Below are records. Find each line in them that holds the word "snow" and copy it.

▸ **PROVIDED RECORDS**:
* * * * *
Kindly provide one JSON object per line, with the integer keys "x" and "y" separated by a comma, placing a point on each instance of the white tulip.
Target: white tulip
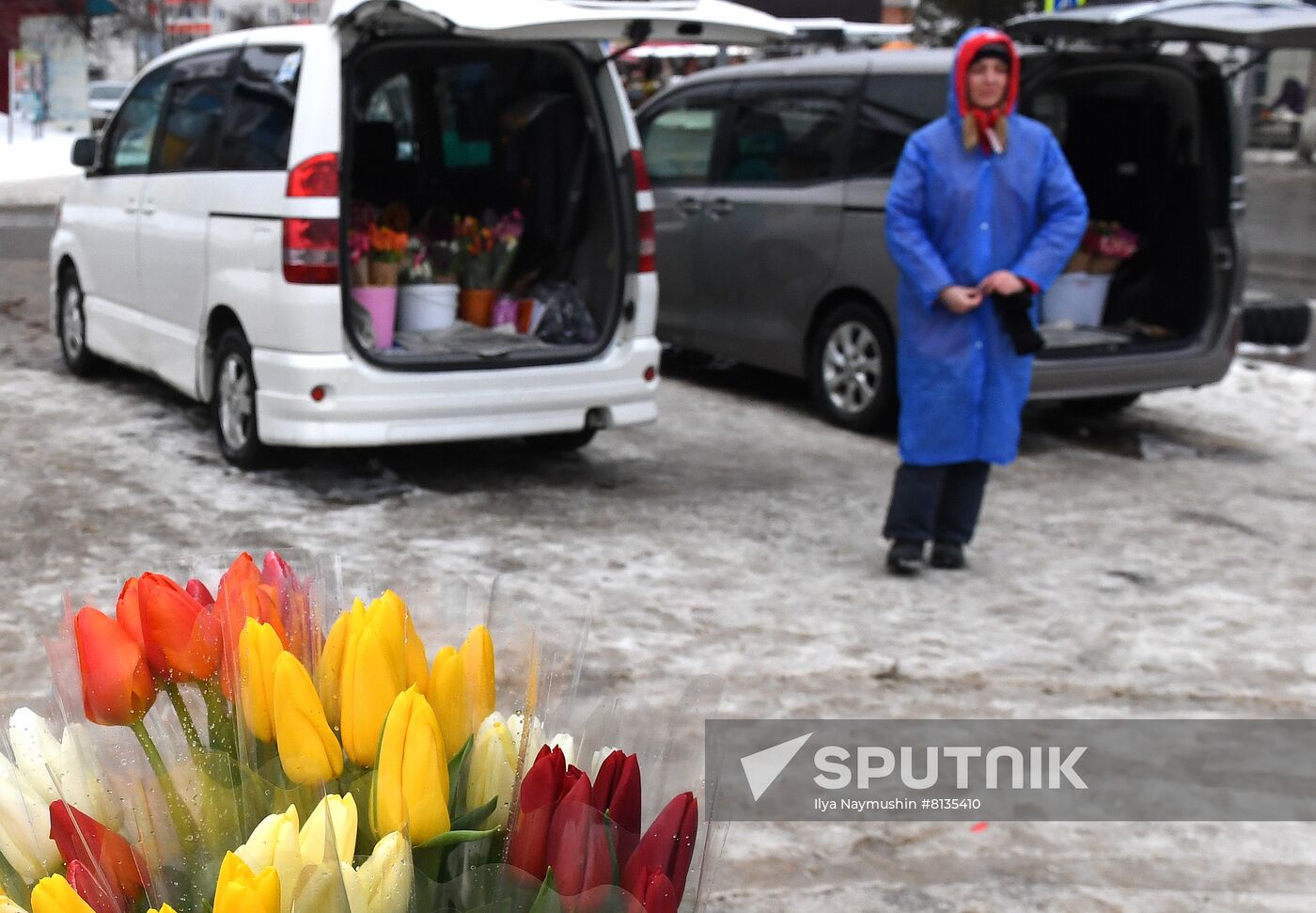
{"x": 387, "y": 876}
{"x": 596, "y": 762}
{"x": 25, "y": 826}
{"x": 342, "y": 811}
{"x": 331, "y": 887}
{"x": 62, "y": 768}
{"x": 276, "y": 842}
* * * * *
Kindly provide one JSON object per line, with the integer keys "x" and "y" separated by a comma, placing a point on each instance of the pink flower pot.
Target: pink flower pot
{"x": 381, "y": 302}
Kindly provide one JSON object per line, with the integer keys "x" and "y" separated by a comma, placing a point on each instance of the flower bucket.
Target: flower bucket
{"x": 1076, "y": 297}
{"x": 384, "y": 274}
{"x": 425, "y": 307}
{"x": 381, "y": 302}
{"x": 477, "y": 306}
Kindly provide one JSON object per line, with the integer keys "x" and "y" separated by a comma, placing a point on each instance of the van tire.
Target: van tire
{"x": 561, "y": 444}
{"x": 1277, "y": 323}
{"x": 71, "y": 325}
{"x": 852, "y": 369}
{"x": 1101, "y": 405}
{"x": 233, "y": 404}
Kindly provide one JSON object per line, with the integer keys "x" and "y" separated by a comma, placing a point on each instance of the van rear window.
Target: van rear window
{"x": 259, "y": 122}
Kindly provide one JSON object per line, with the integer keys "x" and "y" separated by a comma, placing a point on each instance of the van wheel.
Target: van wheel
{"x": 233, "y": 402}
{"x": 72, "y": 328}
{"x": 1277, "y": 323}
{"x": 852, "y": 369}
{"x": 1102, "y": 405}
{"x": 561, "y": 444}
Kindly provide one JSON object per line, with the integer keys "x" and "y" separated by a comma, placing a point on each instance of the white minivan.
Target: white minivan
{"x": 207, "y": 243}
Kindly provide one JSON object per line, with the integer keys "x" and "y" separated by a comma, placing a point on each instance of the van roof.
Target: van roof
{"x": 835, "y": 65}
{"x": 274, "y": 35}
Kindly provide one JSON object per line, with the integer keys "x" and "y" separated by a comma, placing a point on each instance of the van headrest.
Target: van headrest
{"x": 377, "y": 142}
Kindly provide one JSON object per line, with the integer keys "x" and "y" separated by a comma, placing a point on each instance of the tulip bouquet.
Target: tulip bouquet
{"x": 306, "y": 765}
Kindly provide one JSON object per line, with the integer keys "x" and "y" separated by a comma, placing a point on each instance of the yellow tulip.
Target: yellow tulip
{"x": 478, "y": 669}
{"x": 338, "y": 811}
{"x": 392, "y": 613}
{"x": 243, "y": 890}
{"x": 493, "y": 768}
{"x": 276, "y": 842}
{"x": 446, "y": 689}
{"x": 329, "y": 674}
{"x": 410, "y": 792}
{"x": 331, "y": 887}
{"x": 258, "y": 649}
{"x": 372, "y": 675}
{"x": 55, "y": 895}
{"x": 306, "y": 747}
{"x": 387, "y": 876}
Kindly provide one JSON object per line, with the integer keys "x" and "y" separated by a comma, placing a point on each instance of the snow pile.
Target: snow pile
* * * * *
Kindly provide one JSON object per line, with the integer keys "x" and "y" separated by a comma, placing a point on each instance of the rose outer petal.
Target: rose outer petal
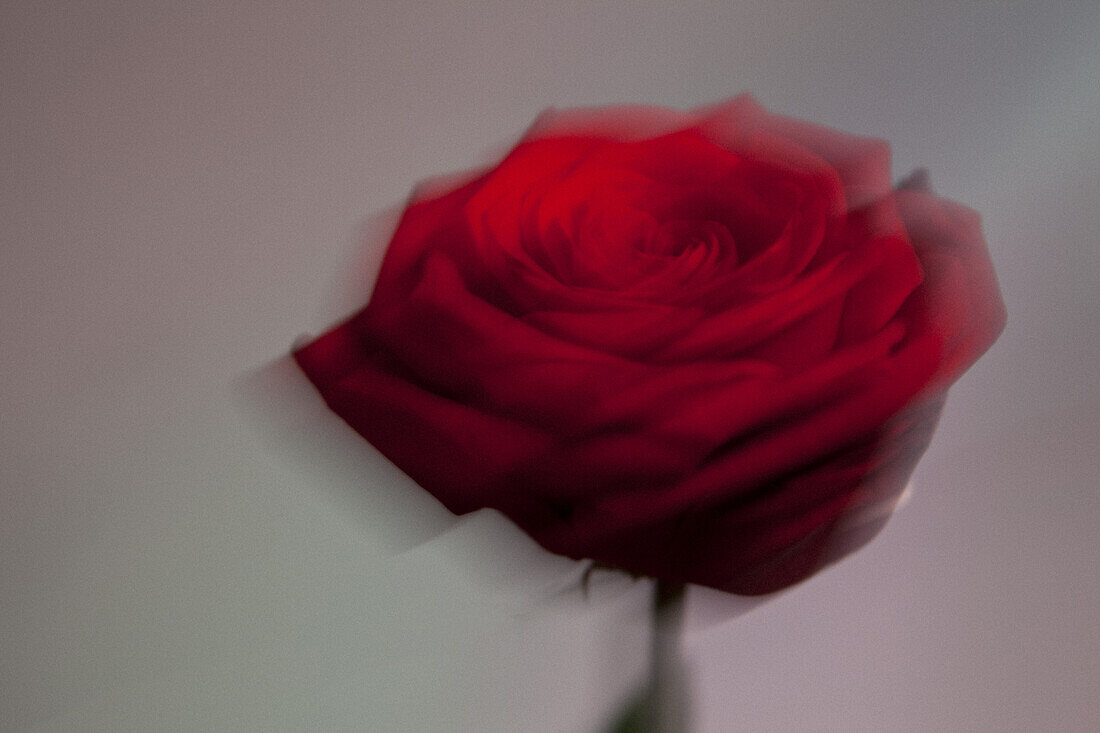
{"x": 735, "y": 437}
* * * * *
▸ **TASK OUTPUT**:
Kindly provide one JSON object per line, with the integer keys "x" and "y" separated by a comma, placing a point on each instance of the snow pile.
Target: snow pile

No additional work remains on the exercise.